Textauszug —

======

Bristols Möwen haben einen legendären Ruf als anpassungsfähige Vögel. Und sie wissen ganz genau, wann sie wo auftauchen müssen, um an leichte Beute zu gelangen.
Möwe wird gefüttert

Wer auf Bristols Strandpromenade flaniert und dabei etwas essen möchte, sollte auf der Hut sein: Die lokalen Möwen sind geschickt und dreist, und nicht wenige Fish and Chips oder andere Leckereien landen im Schnabel der hungrigen Vögel statt im Magen der Käufer. In der britischen Küstenstadt leben mehrere Tausend der Seevögel, die im Laufe der Zeit ein erstaunliches Gespür dafür entwickelt haben, wann und wo sie Futter finden. Ein bevorzugtes Ziel sind demnach die Schulhöfe von Bristol, auf denen sich die Tiere pünktlich zu den Pausenzeiten einfinden. Das berichten Anouk Spelt von der University of Bristol und ihr Team in »Ibis«.

Die Pausenzeiten fanden während des Untersuchungszeitraums zwischen 11.00 und 11.20 Uhr sowie von 12.20 bis 13 Uhr statt. Gleichzeitig zählten Spelt und Co gegen 11.45 und 12.45 Uhr die meisten Möwen auf den umliegenden Dächern, wo die Tiere darauf warteten, dass die Pause endete. Auch kurz vor Schulbeginn tauchten viele der Seevögel vor den Schulen auf, um eventuell ein schnelles Frühstück zu erhaschen. Möwen sind wenig wählerisch, wenn es um Nahrung geht: Sie fressen Fischabfälle ebenso wie Pommes oder Süßwaren.

======

Bitte bearbeiten —
1. Warum sollte man laut dem Text über Bristols Möwen auf der Strandpromenade auf der Hut sein, wenn man dort etwas essen will? Antworte in ein bis drei Sätzen.
2. Schreib den Text über Bristols Möwen weiter, und zwar direkt nach dem letzten Satz.
Das Material danach kommt aus einer anderen Quelle.

======

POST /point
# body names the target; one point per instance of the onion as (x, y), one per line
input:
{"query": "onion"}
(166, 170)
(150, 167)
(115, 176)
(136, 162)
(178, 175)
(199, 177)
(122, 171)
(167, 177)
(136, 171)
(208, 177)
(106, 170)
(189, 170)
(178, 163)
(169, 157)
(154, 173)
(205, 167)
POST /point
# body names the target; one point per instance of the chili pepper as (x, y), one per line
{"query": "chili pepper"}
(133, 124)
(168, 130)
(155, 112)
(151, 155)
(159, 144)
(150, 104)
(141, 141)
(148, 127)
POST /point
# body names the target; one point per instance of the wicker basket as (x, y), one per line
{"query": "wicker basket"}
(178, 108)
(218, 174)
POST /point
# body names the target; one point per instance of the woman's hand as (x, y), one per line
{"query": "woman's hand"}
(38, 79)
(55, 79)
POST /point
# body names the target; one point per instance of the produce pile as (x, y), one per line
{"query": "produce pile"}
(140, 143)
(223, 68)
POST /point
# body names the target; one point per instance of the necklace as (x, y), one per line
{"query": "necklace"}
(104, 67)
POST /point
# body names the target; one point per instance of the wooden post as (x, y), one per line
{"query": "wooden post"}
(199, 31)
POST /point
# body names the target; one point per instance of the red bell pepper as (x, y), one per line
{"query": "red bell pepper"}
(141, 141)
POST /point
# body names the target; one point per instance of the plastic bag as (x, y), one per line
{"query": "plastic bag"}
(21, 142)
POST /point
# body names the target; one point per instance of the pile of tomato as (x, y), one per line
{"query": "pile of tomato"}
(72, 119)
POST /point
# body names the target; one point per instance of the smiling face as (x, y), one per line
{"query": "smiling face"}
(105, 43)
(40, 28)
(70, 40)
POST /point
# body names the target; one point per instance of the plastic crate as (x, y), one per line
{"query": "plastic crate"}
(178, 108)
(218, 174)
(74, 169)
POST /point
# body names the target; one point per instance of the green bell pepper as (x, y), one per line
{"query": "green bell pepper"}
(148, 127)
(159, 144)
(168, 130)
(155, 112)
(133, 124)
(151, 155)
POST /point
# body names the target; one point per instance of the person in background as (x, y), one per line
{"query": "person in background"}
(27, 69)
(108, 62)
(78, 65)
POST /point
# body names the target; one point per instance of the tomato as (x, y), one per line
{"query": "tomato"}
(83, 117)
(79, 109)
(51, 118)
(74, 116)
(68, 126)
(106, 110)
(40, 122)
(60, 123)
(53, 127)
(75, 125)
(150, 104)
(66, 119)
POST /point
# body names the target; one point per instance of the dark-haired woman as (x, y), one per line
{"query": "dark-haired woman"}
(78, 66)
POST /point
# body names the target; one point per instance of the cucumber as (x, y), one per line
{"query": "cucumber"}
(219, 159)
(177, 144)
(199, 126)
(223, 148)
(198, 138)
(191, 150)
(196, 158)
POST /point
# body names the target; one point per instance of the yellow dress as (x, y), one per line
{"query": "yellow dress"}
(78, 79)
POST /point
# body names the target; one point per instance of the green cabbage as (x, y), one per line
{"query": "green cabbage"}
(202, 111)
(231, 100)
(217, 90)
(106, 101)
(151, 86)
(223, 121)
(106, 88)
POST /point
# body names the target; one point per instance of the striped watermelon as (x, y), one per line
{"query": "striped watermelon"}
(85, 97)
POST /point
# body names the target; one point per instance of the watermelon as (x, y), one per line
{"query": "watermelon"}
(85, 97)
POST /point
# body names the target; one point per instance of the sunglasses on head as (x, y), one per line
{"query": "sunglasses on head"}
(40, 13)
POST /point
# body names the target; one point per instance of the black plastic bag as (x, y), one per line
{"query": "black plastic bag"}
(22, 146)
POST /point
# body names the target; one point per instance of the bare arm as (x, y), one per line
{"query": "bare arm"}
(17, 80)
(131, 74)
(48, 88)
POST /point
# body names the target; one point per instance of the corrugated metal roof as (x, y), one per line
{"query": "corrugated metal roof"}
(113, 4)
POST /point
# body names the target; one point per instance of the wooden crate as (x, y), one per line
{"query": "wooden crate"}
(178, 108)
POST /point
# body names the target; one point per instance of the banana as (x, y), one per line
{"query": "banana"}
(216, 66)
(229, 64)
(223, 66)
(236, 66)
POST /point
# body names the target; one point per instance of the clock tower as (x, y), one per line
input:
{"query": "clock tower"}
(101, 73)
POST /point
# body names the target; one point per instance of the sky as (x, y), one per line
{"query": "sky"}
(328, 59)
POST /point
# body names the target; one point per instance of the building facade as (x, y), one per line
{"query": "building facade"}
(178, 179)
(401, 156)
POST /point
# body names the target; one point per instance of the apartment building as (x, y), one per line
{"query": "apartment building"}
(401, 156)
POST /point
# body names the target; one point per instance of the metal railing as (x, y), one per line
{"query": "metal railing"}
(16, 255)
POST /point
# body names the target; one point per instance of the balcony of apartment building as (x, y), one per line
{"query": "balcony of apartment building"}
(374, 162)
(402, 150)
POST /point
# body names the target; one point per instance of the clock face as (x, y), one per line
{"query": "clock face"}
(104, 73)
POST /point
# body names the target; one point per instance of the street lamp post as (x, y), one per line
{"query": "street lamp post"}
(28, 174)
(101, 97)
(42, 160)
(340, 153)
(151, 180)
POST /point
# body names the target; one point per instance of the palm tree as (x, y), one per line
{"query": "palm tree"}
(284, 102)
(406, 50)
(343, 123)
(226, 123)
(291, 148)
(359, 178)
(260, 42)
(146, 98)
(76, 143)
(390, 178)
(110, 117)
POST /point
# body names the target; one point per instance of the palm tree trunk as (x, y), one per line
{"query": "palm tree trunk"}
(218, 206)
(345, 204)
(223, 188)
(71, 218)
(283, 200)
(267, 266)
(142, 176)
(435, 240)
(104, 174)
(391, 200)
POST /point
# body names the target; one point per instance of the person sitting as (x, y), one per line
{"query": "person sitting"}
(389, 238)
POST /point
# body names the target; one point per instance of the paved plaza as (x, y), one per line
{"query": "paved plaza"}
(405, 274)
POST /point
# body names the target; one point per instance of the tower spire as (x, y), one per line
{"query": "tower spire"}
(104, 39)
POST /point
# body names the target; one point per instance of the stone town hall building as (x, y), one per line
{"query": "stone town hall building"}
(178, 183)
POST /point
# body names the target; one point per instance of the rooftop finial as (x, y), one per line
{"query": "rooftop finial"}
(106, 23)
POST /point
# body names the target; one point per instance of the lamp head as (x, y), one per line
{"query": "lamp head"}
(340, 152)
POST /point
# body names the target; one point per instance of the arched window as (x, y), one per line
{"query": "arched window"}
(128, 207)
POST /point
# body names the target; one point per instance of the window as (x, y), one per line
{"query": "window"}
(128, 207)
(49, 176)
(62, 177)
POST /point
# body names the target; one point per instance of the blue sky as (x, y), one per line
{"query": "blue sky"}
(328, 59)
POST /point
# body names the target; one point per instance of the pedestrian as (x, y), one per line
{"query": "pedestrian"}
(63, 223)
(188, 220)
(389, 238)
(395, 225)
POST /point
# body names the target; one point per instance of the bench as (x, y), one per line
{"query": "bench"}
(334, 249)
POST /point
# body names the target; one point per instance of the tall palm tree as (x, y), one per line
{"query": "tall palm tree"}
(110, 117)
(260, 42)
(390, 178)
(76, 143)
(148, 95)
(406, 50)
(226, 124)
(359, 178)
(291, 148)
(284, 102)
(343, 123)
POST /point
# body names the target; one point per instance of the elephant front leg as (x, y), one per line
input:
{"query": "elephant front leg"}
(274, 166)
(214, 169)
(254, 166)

======

Antwortliste —
1. Die Möwen dort sind geschickt und dreist. Viele Fish and Chips oder andere Leckereien landen deshalb im Schnabel der hungrigen Vögel statt im Magen der Käufer.

2.
Unklar war allerdings, ob die Opportunisten wahllos auf der Suche nach Futter umherstreifen und einfach so lukrative Orte wie Müllhalden oder Fischmärkte ansteuern oder ob sie dabei ebenso gezielt vorgehen. Die Wissenschaftlerinnen und Wissenschaftler statteten daher ein Dutzend Heringsmöwen (Larus fuscus) mit GPS-Sendern aus, um ihr Bewegungsmuster zu erfassen. Zudem zählten sie, wie viele Mantel-, Herings- und Lachmöwen sich an verschiedenen Orten versammelten, wo es Nahrung geben könnte. Und Spelt und Co erfassten gleichzeitig die Zahl der Menschen an diesen Plätzen und wie viel potenzielles Futter dort so anfiel.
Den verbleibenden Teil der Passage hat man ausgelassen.